-- The problem --
Rewrite the material below, changing every "instance" to "occurrence" and leaving all else as it is.

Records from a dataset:
+ + +

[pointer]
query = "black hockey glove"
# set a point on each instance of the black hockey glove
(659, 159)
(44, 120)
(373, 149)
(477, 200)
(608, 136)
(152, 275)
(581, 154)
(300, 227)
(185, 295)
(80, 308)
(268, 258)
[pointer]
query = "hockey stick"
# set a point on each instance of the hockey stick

+ + +

-- The output --
[pointer]
query = "black hockey glove"
# set a point on each occurrence of the black hockey glove
(659, 159)
(44, 120)
(373, 149)
(477, 200)
(608, 136)
(152, 275)
(581, 154)
(300, 227)
(185, 295)
(80, 308)
(268, 258)
[pointer]
query = "hockey stick"
# set a point on each occurrence of the hockey stick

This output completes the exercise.